**What is required:**
Format every line of the records below as a numbered list, omitting any blank lines.

**Data shown:**

● ● ●

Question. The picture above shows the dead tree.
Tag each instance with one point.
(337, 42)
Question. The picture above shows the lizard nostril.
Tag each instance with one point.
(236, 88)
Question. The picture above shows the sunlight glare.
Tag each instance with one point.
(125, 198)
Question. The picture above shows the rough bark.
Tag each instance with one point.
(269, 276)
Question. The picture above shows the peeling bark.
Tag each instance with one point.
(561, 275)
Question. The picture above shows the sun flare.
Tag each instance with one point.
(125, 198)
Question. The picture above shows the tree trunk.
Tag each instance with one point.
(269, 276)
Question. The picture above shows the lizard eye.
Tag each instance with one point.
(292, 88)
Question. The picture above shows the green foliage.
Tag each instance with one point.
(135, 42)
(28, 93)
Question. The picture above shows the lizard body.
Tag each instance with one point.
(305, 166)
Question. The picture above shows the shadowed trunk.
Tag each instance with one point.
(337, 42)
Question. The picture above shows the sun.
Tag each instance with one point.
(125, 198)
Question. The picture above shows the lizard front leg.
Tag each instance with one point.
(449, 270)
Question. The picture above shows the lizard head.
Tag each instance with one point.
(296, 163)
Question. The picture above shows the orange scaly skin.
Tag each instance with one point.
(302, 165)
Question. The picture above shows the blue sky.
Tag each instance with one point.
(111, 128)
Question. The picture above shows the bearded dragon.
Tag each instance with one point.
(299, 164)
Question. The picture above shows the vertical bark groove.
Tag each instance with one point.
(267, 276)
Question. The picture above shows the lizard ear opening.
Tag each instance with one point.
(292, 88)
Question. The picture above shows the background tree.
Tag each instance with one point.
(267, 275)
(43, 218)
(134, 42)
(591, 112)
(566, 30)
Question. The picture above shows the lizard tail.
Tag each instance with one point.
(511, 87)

● ● ●

**Complete output:**
1. Question. The picture above shows the dead tree.
2. Tag each instance with one point.
3. (337, 42)
4. Question. The picture above shows the lizard nostril.
5. Tag each instance with one point.
6. (236, 88)
7. Question. The picture above shows the sunlight glare.
8. Tag each instance with one point.
9. (125, 198)
10. Question. The picture above shows the rough bark.
11. Tag each instance with one point.
12. (269, 276)
13. Question. The picture above shows the peeling bark.
14. Tag each instance with one point.
15. (561, 275)
16. Question. The picture above shows the sun flare.
17. Tag each instance with one point.
18. (125, 198)
19. Question. The picture above shows the tree trunk.
20. Tag each instance with one point.
21. (269, 276)
22. Question. The picture above shows the lizard eye.
23. Tag each instance with one point.
24. (292, 88)
25. Question. The picture above shows the green foliage.
26. Tag each instance with one point.
27. (135, 42)
28. (28, 93)
29. Question. The picture above shows the lizard body.
30. Tag each instance with one point.
31. (305, 166)
32. Question. The picture above shows the shadowed trunk.
33. Tag each instance with one point.
34. (337, 42)
35. Question. The picture above shows the sun.
36. Tag each instance with one point.
37. (125, 198)
38. Question. The picture above shows the lizard front leg.
39. Tag each instance with one point.
40. (449, 270)
41. Question. The picture above shows the lizard head.
42. Tag each instance with one point.
43. (296, 163)
44. Question. The picture above shows the orange scaly skin.
45. Tag each instance with one point.
46. (302, 165)
47. Question. The picture above shows the blue sky.
48. Tag each instance with one point.
49. (111, 128)
50. Question. The picture above shows the bearded dragon.
51. Tag each instance with one point.
52. (299, 164)
53. Question. The picture above shows the vertical bark groove.
54. Tag each instance with one point.
55. (267, 276)
56. Question. The picture above shows the lizard ear opening.
57. Tag each instance with one point.
58. (292, 88)
59. Question. The picture above shows the background tree.
60. Tag each instance with one point.
61. (267, 275)
62. (43, 218)
63. (134, 42)
64. (591, 112)
65. (566, 30)
66. Question. The picture above shows the lizard tail.
67. Tag each instance with one point.
68. (511, 87)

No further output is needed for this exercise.